═════ Selected text
English Usage & Grammar Notes

May 28, 2006

Which or That

Filed under: Uncategorized — hkeol @ 2:12 am

Is there any rule regarding the use of 'which' vs 'that'?

The answer is yes, but it is not set in stone. There are some exceptions, of
course.

The rule(s):

We use 'that' for restrictive clauses, and 'which' for nonrestrictive ones.
In other words, if a sentence cannot be understood without a given clause,
use that, and if it can be understood just fine, thus without the clause,
use which:

Examples:

Martha broke the vase that I just gave her. (You don't know which vase
without the that- clause.)
Marha  broke her vase, which I just gave her. (The first part of the
sentence could stand alone, but you add the second part because you're angry
about it.)
However, as I just said, the rule about nonrestrictive clauses isn't really
that strictly imposed upon us, mortals.
The mix-ups start because which and that are both relative pronouns – words
that stand for a noun, and relate information in a clause back to the
subject of a sentence. Of these pronouns (that, which, what, who, whom, and
whose), that is the oldest (early Middle English), and it used to be used in
any context, restrictive or nonrestrictive. After which entered the language
(14th century), it was used pretty much interchangeably with that, and both
were used instead of who as well – think of all the "He thats" and the "Our
father, which art in heaven" of the King James Bible (1611).
══════════
Output the part of the usage note on "which" and "that" from "English Usage &" to "of 'which' vs 'that'?", word for word. The rows that follow have nothing to do with the usage note.
═════ Records shown
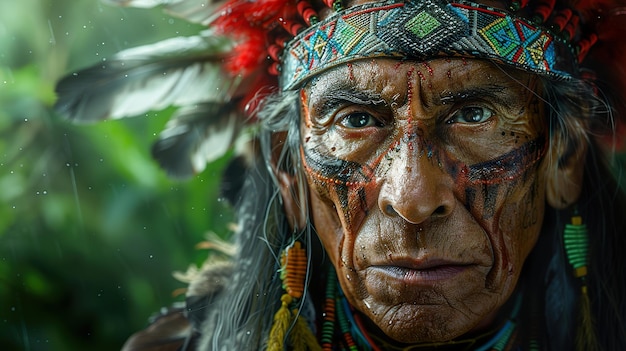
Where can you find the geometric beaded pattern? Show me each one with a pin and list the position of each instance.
(420, 30)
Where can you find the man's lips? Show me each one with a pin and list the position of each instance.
(418, 272)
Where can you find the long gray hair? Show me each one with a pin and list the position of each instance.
(242, 315)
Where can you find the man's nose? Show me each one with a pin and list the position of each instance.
(416, 188)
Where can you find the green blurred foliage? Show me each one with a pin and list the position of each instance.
(90, 228)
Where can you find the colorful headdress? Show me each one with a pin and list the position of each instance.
(252, 48)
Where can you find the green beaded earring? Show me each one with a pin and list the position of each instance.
(576, 240)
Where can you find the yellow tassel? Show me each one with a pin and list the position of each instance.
(302, 338)
(282, 321)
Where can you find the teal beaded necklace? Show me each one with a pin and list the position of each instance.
(342, 330)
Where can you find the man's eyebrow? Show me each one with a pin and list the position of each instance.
(341, 94)
(493, 91)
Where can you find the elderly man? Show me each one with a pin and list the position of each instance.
(427, 175)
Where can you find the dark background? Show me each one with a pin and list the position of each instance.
(91, 229)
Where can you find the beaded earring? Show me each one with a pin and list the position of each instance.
(293, 271)
(576, 240)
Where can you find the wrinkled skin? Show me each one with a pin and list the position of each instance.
(427, 188)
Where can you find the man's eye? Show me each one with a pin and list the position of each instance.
(359, 120)
(471, 114)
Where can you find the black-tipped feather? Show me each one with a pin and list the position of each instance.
(195, 136)
(196, 11)
(179, 71)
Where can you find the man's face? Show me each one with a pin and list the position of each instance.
(426, 188)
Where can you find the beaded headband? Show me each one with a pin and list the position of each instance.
(421, 30)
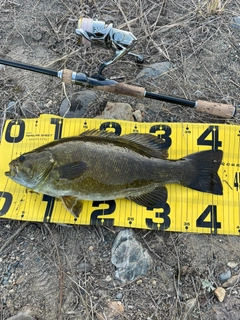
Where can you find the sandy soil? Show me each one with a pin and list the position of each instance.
(42, 266)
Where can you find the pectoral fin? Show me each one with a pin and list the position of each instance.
(153, 199)
(71, 170)
(73, 205)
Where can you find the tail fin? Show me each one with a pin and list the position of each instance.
(203, 176)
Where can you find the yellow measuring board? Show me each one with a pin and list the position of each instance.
(186, 210)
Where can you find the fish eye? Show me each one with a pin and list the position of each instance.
(22, 158)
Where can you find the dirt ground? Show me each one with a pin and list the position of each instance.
(42, 266)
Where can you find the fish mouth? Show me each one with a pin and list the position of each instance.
(13, 171)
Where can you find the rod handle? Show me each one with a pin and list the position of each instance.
(116, 88)
(122, 88)
(217, 109)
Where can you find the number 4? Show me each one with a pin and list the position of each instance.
(212, 223)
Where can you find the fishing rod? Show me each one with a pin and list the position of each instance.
(121, 42)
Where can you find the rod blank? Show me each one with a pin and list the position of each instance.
(68, 76)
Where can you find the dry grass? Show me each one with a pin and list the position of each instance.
(197, 39)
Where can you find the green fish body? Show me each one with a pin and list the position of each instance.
(102, 166)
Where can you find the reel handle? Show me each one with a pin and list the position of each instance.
(111, 86)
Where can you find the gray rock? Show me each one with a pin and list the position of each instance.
(21, 316)
(85, 267)
(154, 70)
(30, 109)
(117, 110)
(138, 115)
(236, 22)
(79, 103)
(11, 107)
(119, 296)
(129, 257)
(224, 276)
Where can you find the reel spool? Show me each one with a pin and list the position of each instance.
(102, 34)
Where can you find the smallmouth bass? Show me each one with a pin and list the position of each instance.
(98, 165)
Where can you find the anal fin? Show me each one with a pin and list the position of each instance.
(153, 199)
(73, 205)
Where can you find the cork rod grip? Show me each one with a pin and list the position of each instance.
(217, 109)
(122, 88)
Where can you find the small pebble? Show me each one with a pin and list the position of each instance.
(85, 267)
(220, 294)
(138, 115)
(11, 106)
(232, 264)
(232, 281)
(236, 22)
(49, 104)
(108, 279)
(119, 296)
(154, 283)
(225, 276)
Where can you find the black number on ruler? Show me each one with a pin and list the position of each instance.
(7, 203)
(237, 181)
(211, 212)
(164, 215)
(113, 125)
(166, 135)
(49, 208)
(8, 135)
(213, 142)
(58, 127)
(94, 220)
(51, 200)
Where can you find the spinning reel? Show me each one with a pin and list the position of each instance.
(102, 34)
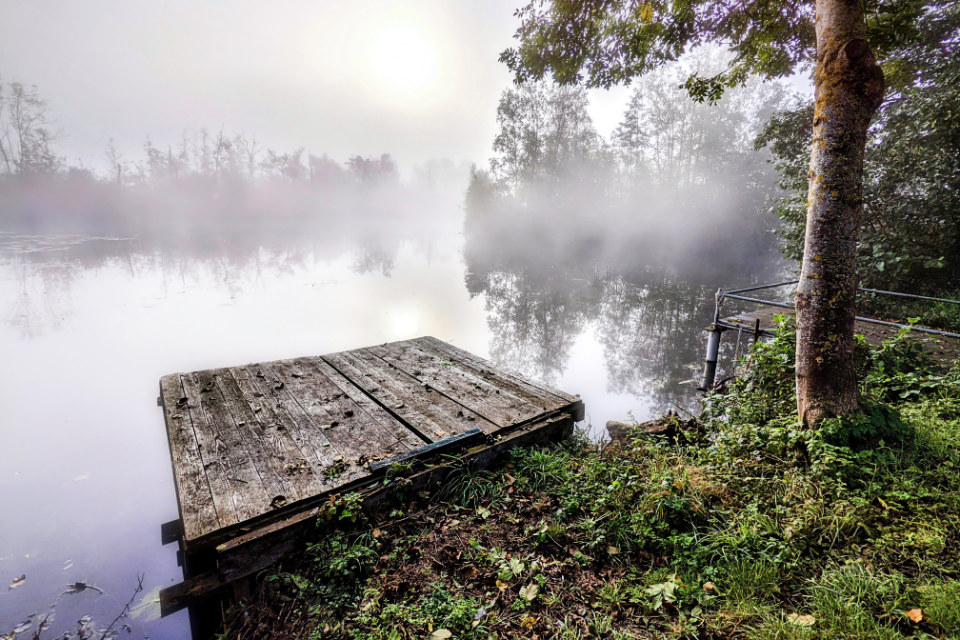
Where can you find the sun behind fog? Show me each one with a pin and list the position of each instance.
(403, 62)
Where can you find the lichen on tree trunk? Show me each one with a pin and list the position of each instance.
(849, 88)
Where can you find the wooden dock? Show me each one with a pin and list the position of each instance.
(258, 449)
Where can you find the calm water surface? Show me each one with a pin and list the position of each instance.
(91, 324)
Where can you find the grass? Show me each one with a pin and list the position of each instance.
(744, 525)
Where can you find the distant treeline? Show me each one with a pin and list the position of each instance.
(206, 183)
(678, 184)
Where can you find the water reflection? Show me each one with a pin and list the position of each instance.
(92, 323)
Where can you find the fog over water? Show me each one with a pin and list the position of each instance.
(304, 178)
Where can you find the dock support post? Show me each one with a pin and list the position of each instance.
(710, 361)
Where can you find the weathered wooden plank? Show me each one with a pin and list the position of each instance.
(237, 490)
(491, 371)
(276, 473)
(257, 550)
(288, 417)
(499, 406)
(355, 435)
(194, 495)
(358, 395)
(304, 453)
(433, 415)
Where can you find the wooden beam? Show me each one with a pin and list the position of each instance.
(257, 550)
(171, 531)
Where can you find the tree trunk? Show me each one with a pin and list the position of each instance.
(849, 88)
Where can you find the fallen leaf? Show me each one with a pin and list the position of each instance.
(529, 592)
(802, 620)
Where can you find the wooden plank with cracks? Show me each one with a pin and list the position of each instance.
(194, 494)
(269, 450)
(431, 413)
(257, 550)
(494, 372)
(492, 401)
(236, 486)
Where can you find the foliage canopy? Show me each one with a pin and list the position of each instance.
(605, 42)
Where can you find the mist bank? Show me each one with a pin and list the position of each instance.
(678, 186)
(205, 185)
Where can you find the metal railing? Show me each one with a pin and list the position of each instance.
(717, 328)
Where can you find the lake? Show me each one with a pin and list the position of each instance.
(91, 324)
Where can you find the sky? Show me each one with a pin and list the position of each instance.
(418, 79)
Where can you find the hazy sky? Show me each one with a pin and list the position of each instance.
(417, 78)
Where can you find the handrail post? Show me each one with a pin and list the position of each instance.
(713, 346)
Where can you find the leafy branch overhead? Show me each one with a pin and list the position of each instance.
(606, 42)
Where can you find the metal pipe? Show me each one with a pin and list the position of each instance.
(772, 303)
(710, 361)
(935, 332)
(908, 295)
(764, 286)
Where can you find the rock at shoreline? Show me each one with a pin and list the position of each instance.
(623, 431)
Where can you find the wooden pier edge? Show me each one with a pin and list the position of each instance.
(256, 550)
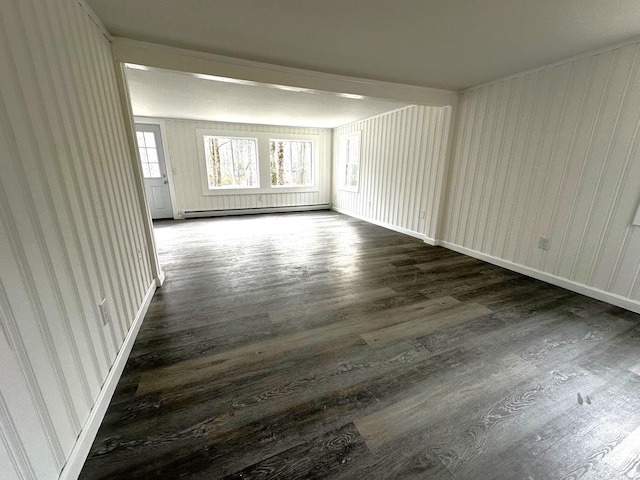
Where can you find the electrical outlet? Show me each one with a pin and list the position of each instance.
(544, 243)
(104, 310)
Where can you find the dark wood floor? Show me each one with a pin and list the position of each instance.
(318, 346)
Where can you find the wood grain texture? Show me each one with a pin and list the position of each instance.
(252, 363)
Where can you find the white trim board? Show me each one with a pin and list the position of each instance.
(80, 451)
(577, 287)
(411, 233)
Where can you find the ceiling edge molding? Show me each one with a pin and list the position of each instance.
(564, 61)
(95, 19)
(191, 61)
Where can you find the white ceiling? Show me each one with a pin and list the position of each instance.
(169, 94)
(450, 44)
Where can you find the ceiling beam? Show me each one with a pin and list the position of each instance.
(190, 61)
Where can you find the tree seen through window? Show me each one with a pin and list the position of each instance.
(231, 162)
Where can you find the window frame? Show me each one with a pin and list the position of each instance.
(343, 161)
(312, 166)
(264, 161)
(233, 187)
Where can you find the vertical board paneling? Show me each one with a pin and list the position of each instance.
(70, 229)
(553, 153)
(182, 142)
(401, 169)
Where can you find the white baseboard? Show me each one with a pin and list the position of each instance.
(389, 226)
(581, 288)
(252, 211)
(78, 456)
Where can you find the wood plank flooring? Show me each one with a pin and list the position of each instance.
(314, 345)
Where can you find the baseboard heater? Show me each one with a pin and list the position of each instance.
(253, 211)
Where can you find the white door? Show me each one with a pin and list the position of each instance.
(154, 170)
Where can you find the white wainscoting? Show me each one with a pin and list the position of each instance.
(402, 163)
(182, 143)
(71, 228)
(553, 153)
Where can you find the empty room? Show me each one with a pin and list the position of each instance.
(337, 239)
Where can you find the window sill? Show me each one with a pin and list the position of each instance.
(260, 191)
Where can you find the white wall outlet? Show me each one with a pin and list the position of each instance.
(104, 311)
(544, 243)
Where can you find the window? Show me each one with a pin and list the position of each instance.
(291, 162)
(148, 155)
(260, 160)
(350, 161)
(231, 162)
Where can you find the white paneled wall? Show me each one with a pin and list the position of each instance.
(182, 140)
(553, 153)
(402, 160)
(70, 230)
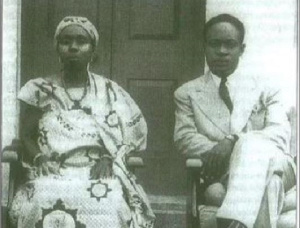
══════════
• **Output of the task**
English Usage & Grammar Notes

May 28, 2006

Which or That

Filed under: Uncategorized — hkeol @ 2:12 am

Is there any rule regarding the use of 'which' vs 'that'?